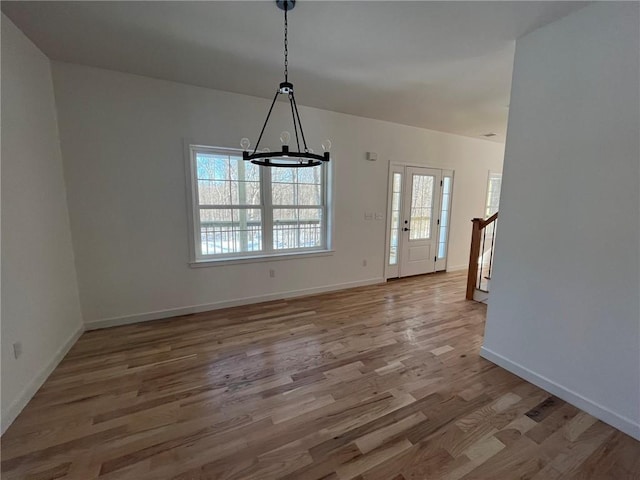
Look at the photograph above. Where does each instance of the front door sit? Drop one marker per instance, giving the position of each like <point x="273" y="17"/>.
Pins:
<point x="417" y="234"/>
<point x="419" y="221"/>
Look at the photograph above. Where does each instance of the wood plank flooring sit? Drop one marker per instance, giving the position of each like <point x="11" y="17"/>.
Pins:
<point x="373" y="383"/>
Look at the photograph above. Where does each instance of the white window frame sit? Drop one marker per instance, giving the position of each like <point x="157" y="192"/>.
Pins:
<point x="487" y="203"/>
<point x="197" y="259"/>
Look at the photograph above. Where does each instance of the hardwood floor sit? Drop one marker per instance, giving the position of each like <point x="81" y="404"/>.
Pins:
<point x="380" y="382"/>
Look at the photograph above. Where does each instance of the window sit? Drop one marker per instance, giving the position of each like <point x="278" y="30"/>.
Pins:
<point x="243" y="210"/>
<point x="493" y="194"/>
<point x="447" y="183"/>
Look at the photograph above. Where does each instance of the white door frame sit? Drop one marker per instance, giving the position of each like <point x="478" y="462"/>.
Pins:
<point x="393" y="271"/>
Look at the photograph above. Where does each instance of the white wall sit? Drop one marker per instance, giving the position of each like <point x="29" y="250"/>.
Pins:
<point x="122" y="142"/>
<point x="564" y="309"/>
<point x="40" y="306"/>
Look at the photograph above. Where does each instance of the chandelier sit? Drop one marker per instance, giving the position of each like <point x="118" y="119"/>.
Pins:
<point x="286" y="157"/>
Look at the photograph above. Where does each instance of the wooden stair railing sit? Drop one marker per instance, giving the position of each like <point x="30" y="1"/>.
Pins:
<point x="478" y="237"/>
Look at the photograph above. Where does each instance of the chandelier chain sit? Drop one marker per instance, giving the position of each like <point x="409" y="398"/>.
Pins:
<point x="286" y="45"/>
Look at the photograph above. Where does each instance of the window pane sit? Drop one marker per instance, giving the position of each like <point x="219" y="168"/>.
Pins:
<point x="296" y="186"/>
<point x="227" y="180"/>
<point x="421" y="206"/>
<point x="212" y="167"/>
<point x="283" y="175"/>
<point x="395" y="218"/>
<point x="312" y="175"/>
<point x="230" y="230"/>
<point x="283" y="194"/>
<point x="214" y="192"/>
<point x="309" y="195"/>
<point x="297" y="228"/>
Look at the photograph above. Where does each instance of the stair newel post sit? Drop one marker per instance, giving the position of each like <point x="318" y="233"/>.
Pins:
<point x="474" y="254"/>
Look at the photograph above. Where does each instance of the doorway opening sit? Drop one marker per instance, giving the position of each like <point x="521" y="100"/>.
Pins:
<point x="419" y="213"/>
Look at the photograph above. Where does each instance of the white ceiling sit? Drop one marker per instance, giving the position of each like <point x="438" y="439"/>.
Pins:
<point x="439" y="65"/>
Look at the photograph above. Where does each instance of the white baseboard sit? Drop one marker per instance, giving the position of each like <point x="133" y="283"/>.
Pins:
<point x="620" y="422"/>
<point x="457" y="268"/>
<point x="12" y="412"/>
<point x="174" y="312"/>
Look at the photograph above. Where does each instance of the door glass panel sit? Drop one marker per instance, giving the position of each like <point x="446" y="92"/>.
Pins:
<point x="395" y="218"/>
<point x="444" y="217"/>
<point x="421" y="207"/>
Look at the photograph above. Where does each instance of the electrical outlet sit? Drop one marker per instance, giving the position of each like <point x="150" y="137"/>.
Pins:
<point x="17" y="350"/>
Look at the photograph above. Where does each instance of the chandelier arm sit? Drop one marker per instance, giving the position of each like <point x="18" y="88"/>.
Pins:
<point x="266" y="121"/>
<point x="295" y="105"/>
<point x="293" y="116"/>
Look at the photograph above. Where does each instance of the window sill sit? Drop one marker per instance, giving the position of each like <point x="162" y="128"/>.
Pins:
<point x="259" y="258"/>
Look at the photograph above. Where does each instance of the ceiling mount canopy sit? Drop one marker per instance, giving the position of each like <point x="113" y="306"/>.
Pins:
<point x="286" y="157"/>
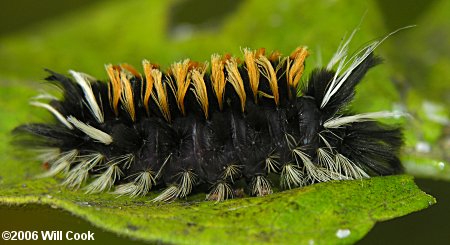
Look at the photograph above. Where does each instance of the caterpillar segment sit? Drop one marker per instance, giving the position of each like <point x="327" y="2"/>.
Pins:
<point x="214" y="124"/>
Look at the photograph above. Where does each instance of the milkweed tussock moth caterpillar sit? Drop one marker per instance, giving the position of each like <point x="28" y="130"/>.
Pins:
<point x="215" y="123"/>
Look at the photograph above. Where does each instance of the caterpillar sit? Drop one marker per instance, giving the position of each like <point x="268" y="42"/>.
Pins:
<point x="200" y="126"/>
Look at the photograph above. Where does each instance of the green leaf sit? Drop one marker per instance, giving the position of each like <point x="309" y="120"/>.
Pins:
<point x="119" y="31"/>
<point x="327" y="213"/>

....

** Stated exercise **
Could you copy out all of the data above word for word, leaving the pictures out?

** The answer **
Look at the photograph above. Where does each instance of the front door sit? Drop one marker per instance, giving the position of each like <point x="273" y="17"/>.
Pins:
<point x="417" y="234"/>
<point x="419" y="221"/>
Look at the photograph above. Where does each instance of the wood plank flooring sit? Drop one marker per instance, giving the position of each like <point x="11" y="17"/>.
Pins:
<point x="373" y="383"/>
Look at the photograph above. Where does each instance of the white window frame sit? Drop one marker per instance, giving the position of each like <point x="157" y="192"/>.
Pins:
<point x="487" y="203"/>
<point x="197" y="259"/>
Look at the photograph above. Where does each instance of the hardwood floor sit? Drop one marker per instance, giving the position of each like <point x="81" y="404"/>.
Pins:
<point x="380" y="382"/>
Look at the photograph above. Where does each instance of the window sit? Drop one marker per instance, giving the position of each like <point x="278" y="30"/>.
Pins:
<point x="243" y="210"/>
<point x="493" y="194"/>
<point x="447" y="183"/>
Look at the photograph above. Where does each instance of the white door frame sit? Drop one marker per instance, giving the position of each like <point x="478" y="462"/>.
Pins:
<point x="393" y="271"/>
Look at the photograph above. Where does each instance of the white wall sit? Drop one marker per instance, giving the position of each like <point x="29" y="250"/>.
Pins:
<point x="122" y="142"/>
<point x="564" y="309"/>
<point x="40" y="306"/>
Look at the photograph above. Where does each instance of the chandelier sit? Drop one marker per instance, giving the position of each like <point x="118" y="119"/>.
Pins:
<point x="286" y="157"/>
Look at the photograph above. Where does each instance of the wooden stair railing sit? Drop one marker per instance, giving the position of each like <point x="30" y="1"/>.
Pins:
<point x="478" y="237"/>
Look at the photograph above. Where does each instance of the chandelier chain sit? Drop one marker per instance, giving the position of each like <point x="409" y="398"/>.
Pins:
<point x="286" y="45"/>
Look at the photograph above. Where does each instance of the window pane sit? Drop one marker per instance, giving the position of each like <point x="219" y="168"/>.
Pins:
<point x="296" y="186"/>
<point x="227" y="180"/>
<point x="421" y="206"/>
<point x="212" y="167"/>
<point x="283" y="175"/>
<point x="395" y="218"/>
<point x="312" y="175"/>
<point x="230" y="230"/>
<point x="283" y="194"/>
<point x="214" y="192"/>
<point x="309" y="195"/>
<point x="297" y="228"/>
Look at the photograph above. Where does each instance of the stair newel post sit? Drop one marker per instance, giving the position of each like <point x="318" y="233"/>.
Pins:
<point x="474" y="254"/>
Look at the photograph above. Where does each instance of the doorway opening sit? Drop one marker per instance, giving the position of each like <point x="521" y="100"/>.
Pins:
<point x="419" y="213"/>
Look at the photograph above. Where does each instance of the white ceiling sit? Drop one marker per instance, giving the position of each like <point x="438" y="439"/>.
Pins:
<point x="439" y="65"/>
Look at the photograph above. Where does each instance of the white baseboard sit? Drop one marker per instance, giving the position of each like <point x="133" y="283"/>.
Pins:
<point x="620" y="422"/>
<point x="457" y="268"/>
<point x="12" y="412"/>
<point x="174" y="312"/>
Look at the photograph above. Where does each instance of the door glass panel sit? Drop one marker per instance, giving the position of each like <point x="446" y="92"/>.
Pins:
<point x="395" y="218"/>
<point x="444" y="217"/>
<point x="421" y="207"/>
Look at the photograph above. Where does each instance of the electrical outlet sit? Drop one marker per instance, giving the position of each like <point x="150" y="137"/>.
Pins:
<point x="17" y="350"/>
Look at the photograph above. Where does each instance of the chandelier arm sit? Drop one marker per instance, giving the position of each like <point x="18" y="88"/>.
Pins:
<point x="266" y="121"/>
<point x="295" y="105"/>
<point x="293" y="116"/>
Look at the photograph above. Where does each instance of the window sill sit? Drop one marker per instance, giving the position of each like <point x="162" y="128"/>.
Pins:
<point x="259" y="258"/>
Look at the photograph above. Where does each instance of the ceiling mount canopy sit? Drop one marker per instance, giving the position of each like <point x="113" y="306"/>.
Pins:
<point x="286" y="157"/>
Look at the photograph above. Where does each instance of the caterpillar segment sit? Drop one marker per instance, giving the position of each like <point x="327" y="2"/>.
Pins:
<point x="214" y="124"/>
Look at the photograph above. Where does each instance of the milkweed tussock moth caterpillar sit? Drop one marker per instance, giving the position of each like <point x="28" y="130"/>.
Pins:
<point x="215" y="123"/>
Look at the photograph above. Where does each instance of the caterpillar sit? Drop one marker per instance, giving the position of each like <point x="268" y="42"/>.
Pins:
<point x="200" y="126"/>
Look at the photograph above. Where does each instance of the green leaf sit? Drop one marker per instance, giving the position of each like <point x="309" y="120"/>.
Pins:
<point x="119" y="31"/>
<point x="327" y="213"/>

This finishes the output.